- **Text**
Once you have installed that file add it to your boot process:
    ln -s /etc/rc.d/init.d/encrypted_home /etc/rc5.d/S50encrypted_home
    ln -s /etc/rc.d/init.d/encrypted_home /etc/rc3.d/S50encrypted_home

The script is configured to mount /dev/md0 on /home using the cipher "twofish-cbc-essiv:sha256". If you set up something differently then it won't work for you until you edit it to change those values.

Your system should now boot properly--TEST IT! First try that init script a few times to see that you can start/stop the /home mount properly. If that works test a reboot--you want to find out now that there's a problem, not some day in two weeks when you have forgotten all about this.

Note: If your system does not boot properly when you hit the grub boot screen (e)dit the kernel boot line and add a '1' at the end of the kernel line so that it boots to single user mode. This will get you back into the system as root so that you can undo the damage and figure out what went wrong.


Setting up an encrypted swap on your RAID0 array
The process for setting up an encrypted swap is similar in theory to setting up the encrypted /home, only we don't have to worry about a password so in practice it is much, much simpler. We will use a random password for swap each boot. That means that swap can never be "recovered" after a crash, but that's OK for swap.

I assume you have set up a RAID0 partition for your swap, as per the instructions above. Once you have done that, you can enable/disable it using this script, which you should install in your /etc/rc/init.d directory:

The script is configurd to mount /dev/md1 as swap. If you have set up some different partition to mount as swap then you will have to edit the variables at the top of the script to match your values.

When you have a look at the script you will notice a few things:

  • It uses /dev/random as a password file (random passowrd)
  • It uses cipher twofish-cbc-plain
Why does it it use -plain instead of -essiv? We are using random passwords so there is little chance anyone will be able to look one up in a password dictionary, for one thing. Second, it DOES leave the swap open to watermark attacks. If that bothers you change the word "-plain" to "-essiv" and eliminate the watermark problem at a slight performance cost. In my opinion the odds of a watermarked file winding up in swap are low enough that I would rather have the slight improvement in swap performance that -plain buys. Decide for yourself.

- **Requirement 1**
Print the passage of the encrypted storage guide starting at "When you have a" and ending at "Decide for yourself.".
- **Requirement 2**
Proceed with the encrypted storage guide, picking up after its last sentence.
The rows after this have nothing to do with the encrypted storage guide.

- **Data lines**
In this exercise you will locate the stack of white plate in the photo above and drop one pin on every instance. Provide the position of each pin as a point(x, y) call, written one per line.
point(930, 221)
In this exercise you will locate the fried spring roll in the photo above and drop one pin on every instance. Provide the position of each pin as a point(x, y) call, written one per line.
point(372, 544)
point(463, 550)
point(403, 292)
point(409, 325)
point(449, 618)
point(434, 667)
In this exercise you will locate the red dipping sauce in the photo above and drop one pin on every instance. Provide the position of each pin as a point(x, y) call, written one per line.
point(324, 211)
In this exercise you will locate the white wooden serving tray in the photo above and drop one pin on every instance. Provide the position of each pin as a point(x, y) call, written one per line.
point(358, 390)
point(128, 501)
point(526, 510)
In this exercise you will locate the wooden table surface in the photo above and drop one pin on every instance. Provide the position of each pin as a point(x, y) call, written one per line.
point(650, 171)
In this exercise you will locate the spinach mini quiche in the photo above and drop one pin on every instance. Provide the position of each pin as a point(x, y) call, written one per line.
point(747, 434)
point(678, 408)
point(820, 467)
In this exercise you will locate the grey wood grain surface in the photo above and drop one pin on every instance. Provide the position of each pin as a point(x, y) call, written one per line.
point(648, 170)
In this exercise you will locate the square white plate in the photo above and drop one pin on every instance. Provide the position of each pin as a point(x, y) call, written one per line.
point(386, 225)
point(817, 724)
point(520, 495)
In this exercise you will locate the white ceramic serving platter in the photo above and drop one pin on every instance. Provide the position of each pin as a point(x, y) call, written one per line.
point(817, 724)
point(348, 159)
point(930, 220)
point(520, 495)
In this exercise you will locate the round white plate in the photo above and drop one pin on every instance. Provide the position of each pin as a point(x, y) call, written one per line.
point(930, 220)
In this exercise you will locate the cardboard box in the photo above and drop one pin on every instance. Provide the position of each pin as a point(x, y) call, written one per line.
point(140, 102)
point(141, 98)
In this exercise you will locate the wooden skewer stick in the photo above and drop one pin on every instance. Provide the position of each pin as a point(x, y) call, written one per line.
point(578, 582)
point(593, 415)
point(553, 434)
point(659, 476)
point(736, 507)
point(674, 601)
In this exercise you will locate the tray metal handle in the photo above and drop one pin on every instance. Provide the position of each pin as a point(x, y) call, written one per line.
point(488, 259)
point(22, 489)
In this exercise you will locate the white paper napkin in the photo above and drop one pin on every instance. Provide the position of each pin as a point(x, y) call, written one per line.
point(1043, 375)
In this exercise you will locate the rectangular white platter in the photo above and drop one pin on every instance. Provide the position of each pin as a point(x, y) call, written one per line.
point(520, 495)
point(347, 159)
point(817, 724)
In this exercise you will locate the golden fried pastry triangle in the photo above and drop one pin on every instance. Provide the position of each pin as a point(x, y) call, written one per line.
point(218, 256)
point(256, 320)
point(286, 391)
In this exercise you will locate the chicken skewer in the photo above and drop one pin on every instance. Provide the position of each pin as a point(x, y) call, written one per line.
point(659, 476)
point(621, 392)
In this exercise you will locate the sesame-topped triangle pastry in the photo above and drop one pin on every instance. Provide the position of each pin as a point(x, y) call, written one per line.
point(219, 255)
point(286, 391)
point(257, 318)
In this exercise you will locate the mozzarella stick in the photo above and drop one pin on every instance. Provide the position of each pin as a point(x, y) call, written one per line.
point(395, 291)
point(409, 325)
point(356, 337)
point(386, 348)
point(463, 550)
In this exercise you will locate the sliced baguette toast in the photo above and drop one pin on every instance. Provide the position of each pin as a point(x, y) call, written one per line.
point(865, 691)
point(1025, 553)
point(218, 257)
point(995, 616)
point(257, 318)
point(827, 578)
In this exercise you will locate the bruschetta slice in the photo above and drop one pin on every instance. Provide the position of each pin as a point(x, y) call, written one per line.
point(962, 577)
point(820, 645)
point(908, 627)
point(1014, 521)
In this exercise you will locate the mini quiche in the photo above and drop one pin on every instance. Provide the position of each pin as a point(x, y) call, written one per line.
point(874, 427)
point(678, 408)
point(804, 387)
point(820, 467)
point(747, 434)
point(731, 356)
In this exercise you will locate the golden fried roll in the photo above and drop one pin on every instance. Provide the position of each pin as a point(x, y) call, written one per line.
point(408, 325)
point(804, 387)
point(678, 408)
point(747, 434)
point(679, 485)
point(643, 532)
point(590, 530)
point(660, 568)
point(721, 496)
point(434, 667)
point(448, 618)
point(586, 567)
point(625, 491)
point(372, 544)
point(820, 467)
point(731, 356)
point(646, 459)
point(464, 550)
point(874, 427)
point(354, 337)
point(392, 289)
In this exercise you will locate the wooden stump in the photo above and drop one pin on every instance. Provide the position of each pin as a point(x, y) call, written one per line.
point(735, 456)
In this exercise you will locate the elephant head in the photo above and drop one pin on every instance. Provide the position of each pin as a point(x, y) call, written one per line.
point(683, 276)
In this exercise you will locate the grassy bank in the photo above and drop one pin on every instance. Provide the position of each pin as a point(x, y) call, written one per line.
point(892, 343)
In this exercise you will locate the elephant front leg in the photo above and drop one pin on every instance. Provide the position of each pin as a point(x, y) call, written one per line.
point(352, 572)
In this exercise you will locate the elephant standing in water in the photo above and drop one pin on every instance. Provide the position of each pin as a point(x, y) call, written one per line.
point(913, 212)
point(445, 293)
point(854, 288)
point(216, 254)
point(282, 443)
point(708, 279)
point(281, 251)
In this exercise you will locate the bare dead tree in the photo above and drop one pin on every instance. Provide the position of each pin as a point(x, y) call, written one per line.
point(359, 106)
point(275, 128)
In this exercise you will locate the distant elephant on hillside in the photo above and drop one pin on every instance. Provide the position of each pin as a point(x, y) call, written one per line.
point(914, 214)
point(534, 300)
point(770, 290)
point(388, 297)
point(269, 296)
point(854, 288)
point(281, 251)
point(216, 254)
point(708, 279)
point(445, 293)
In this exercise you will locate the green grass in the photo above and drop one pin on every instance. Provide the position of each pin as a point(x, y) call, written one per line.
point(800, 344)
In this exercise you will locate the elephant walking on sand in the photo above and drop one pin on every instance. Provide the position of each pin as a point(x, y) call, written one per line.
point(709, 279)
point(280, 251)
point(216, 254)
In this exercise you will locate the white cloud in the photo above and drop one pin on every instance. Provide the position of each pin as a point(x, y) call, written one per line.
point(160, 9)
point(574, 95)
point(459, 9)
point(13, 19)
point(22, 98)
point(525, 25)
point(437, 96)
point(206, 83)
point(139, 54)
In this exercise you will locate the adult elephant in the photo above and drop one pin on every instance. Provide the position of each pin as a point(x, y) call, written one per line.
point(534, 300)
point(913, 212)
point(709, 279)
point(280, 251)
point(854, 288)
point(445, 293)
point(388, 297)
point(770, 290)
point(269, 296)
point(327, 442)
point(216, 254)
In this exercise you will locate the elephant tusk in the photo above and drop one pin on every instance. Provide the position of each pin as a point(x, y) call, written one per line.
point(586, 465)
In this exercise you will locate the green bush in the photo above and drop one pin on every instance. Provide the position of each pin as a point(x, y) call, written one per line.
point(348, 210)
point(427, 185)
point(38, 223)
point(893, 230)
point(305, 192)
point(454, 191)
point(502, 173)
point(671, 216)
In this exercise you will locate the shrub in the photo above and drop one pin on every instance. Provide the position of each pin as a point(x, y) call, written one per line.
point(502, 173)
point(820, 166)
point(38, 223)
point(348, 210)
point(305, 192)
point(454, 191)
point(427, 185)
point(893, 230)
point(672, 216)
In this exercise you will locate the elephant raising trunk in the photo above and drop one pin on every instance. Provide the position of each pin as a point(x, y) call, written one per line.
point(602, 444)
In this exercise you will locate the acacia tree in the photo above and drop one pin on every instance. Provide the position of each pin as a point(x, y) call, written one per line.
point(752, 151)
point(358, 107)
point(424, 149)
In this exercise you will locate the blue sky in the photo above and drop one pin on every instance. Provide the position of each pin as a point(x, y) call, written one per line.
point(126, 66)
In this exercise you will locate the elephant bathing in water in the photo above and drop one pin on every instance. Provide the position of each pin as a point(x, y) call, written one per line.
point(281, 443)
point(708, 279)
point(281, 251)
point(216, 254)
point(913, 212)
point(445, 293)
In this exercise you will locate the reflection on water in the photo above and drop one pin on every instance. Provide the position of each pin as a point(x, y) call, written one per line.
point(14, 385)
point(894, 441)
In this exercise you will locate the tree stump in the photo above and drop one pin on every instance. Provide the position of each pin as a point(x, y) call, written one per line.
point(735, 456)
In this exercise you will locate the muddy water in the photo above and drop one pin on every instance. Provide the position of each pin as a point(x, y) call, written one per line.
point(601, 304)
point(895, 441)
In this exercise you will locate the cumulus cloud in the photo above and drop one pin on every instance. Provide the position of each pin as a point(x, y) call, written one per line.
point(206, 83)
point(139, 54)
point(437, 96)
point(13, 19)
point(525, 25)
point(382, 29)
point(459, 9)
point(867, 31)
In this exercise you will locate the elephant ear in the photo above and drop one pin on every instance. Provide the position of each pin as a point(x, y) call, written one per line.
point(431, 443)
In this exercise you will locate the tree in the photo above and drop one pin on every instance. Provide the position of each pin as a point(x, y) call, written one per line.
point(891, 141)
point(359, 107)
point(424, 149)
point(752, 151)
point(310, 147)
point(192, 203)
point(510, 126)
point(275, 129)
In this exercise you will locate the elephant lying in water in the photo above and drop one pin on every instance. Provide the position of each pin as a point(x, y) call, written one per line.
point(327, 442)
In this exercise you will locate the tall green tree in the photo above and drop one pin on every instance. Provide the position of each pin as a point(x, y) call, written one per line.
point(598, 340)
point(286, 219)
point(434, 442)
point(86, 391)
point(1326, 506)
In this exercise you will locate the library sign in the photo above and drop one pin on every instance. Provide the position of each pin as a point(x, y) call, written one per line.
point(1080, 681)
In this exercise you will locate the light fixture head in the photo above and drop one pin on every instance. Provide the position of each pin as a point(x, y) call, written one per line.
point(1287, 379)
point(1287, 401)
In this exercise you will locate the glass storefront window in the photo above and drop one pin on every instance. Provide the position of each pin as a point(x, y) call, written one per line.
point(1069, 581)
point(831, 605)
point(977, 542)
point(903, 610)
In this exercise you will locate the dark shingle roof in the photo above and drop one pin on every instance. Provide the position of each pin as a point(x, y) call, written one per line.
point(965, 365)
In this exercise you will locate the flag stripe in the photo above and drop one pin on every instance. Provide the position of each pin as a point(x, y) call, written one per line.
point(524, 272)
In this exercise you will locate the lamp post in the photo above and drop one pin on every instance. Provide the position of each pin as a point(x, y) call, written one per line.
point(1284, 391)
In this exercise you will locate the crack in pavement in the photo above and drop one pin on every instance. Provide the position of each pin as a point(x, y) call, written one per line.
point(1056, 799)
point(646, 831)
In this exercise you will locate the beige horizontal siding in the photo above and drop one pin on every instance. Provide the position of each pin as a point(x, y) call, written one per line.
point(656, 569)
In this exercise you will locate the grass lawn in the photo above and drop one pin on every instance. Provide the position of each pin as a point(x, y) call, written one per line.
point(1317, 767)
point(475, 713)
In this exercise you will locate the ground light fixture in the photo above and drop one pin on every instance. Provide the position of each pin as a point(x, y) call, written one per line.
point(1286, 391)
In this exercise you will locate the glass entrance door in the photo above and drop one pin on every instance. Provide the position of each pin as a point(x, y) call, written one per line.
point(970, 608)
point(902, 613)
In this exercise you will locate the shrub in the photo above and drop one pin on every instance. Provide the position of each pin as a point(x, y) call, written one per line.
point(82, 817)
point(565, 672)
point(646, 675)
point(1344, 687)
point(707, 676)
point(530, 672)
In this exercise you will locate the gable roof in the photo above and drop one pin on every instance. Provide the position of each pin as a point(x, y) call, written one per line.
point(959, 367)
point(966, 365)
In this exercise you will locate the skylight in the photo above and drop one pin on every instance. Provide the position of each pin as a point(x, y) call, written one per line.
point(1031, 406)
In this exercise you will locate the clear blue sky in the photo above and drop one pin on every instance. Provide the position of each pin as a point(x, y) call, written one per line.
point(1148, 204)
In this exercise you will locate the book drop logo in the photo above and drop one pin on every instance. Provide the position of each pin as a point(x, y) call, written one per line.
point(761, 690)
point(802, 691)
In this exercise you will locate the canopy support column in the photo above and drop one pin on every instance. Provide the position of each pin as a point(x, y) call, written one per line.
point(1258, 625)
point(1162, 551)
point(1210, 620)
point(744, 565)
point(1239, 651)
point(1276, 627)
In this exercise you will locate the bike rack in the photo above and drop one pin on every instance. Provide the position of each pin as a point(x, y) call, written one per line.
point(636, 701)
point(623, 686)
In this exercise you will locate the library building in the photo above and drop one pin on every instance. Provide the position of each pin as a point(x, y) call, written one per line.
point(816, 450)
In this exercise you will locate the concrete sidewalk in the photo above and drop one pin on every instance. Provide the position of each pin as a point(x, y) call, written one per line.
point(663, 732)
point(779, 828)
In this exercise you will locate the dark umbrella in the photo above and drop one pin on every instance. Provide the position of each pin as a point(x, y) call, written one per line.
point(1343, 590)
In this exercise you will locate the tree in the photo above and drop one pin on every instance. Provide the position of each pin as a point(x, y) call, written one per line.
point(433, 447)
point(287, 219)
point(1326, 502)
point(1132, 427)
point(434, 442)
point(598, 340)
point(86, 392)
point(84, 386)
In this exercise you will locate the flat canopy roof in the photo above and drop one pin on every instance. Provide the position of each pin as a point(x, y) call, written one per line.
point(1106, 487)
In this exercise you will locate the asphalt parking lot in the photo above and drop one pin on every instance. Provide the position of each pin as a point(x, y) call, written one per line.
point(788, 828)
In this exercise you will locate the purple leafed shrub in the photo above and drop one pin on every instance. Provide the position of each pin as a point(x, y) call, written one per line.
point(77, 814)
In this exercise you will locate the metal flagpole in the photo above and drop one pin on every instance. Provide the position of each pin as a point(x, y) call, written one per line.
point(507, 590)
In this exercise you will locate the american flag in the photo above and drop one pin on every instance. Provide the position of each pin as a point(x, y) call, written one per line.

- **Expected output 1**
When you have a look at the script you will notice a few things:

  • It uses /dev/random as a password file (random passowrd)
  • It uses cipher twofish-cbc-plain
Why does it it use -plain instead of -essiv? We are using random passwords so there is little chance anyone will be able to look one up in a password dictionary, for one thing. Second, it DOES leave the swap open to watermark attacks. If that bothers you change the word "-plain" to "-essiv" and eliminate the watermark problem at a slight performance cost. In my opinion the odds of a watermarked file winding up in swap are low enough that I would rather have the slight improvement in swap performance that -plain buys. Decide for yourself.

- **Expected output 2**
Carrying on, you need to create two symlinks to this script, so that it will be picked up during your boot process:

    ln -s /etc/rc.d/init.d/encrypted_swap /etc/rc5.d/S50encrypted_swap
    ln -s /etc/rc.d/init.d/encrypted_swap /etc/rc3.d/S50encrypted_swap

Again, make sure you edit the script to match your setup, and then TEST the script on your system. Try it a few times from a root shell to verify swap is created and destroyed properly, and then verify that swap is properly created on a reboot.


Special risks you should be aware of
There are a few issues you should be aware of when choosing this approach:
  • Filesystem corruption on an encrypted volume is MORE DAMAGING than on a conventional volume. Entire blocks of encrypted data are likely to be left undecryptable by even a single bit error.

  • RAID1 protects you against a drive crash but not against a power failure. A RAID partition is likely to experience some loss of data on a power failure, since both drives power off simultaneously.
The combination of these two effects means that you should be fairly conservative in your choice of filesystem. Use ext3 with the default, conservative journaling options. Do not attempt to use a filesystem which journals only metadata (reiser, XFS) as that will compound the problem further. Do not attempt to mount an ext3 filesystem over RAID over loopback mounted files: you lose the write ordering guarantees upon which your journaled filesystem depends. If you must use loopback mounted files, switch back to plain old ext2 without any journal.


Why just /home and swap? Why not encrypt the root filesystem?
This is another one of those cases where I am trading off a bit of security to buy speed and convenience. An encrypted root filesystem would mean I could not remote reboot my machine, it would be slower, and in my particular situation, I don't think it would buy me that much additional security. There are other guides out there that will help you encrypt your whole root filesystem if it makes sense for you.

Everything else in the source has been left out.